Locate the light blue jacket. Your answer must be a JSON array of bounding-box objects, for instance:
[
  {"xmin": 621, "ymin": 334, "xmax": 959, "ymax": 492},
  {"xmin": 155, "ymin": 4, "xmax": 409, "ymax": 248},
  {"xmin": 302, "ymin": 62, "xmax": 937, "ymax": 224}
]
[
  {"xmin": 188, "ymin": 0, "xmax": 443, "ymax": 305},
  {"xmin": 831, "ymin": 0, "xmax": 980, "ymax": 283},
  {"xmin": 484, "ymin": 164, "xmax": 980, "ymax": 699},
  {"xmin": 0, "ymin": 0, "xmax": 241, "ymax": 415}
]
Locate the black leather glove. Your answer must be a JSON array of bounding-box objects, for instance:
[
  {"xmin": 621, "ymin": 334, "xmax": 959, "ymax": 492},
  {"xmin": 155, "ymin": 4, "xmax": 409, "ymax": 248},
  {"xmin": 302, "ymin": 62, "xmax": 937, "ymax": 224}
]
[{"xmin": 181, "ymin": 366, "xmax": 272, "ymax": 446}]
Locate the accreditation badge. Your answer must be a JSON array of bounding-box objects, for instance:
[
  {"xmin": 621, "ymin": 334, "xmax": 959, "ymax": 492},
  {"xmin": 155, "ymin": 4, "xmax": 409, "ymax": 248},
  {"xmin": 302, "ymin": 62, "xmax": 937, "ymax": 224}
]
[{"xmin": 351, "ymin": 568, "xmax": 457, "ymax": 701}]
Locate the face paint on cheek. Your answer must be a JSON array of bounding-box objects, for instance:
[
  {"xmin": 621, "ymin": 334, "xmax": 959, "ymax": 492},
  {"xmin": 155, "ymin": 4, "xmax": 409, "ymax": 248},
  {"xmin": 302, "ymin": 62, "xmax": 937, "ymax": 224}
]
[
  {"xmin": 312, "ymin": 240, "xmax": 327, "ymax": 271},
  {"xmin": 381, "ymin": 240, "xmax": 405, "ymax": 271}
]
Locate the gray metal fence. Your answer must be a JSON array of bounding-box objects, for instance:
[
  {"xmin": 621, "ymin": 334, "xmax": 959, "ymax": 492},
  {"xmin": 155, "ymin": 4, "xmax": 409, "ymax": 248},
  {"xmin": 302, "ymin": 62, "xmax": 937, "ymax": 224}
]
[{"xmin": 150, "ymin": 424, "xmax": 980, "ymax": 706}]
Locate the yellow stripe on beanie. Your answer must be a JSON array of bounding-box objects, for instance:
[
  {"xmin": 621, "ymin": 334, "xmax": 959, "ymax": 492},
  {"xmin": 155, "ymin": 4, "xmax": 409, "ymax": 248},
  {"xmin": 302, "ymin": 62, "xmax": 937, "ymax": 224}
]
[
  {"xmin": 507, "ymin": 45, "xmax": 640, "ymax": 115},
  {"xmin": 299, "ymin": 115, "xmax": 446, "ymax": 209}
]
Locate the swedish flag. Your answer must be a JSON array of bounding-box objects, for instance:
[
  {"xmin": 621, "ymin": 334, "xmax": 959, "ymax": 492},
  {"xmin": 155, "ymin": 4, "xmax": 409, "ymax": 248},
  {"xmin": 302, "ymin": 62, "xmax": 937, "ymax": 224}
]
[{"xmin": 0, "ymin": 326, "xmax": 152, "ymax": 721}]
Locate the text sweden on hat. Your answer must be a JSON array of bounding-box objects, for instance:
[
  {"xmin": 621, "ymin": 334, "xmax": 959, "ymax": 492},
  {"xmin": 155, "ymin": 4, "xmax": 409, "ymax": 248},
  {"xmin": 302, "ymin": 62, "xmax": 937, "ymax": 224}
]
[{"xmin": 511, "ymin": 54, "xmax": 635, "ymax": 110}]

▬▬▬

■ WHAT IS NEEDED
Pick out every line above that contains the word "leather" and copy each one. Only matches with the same uppercase and lowercase letters count.

■ COMPLETED TASK
Locate the black leather glove. Your answer must be a JSON array of bounding-box objects, for instance:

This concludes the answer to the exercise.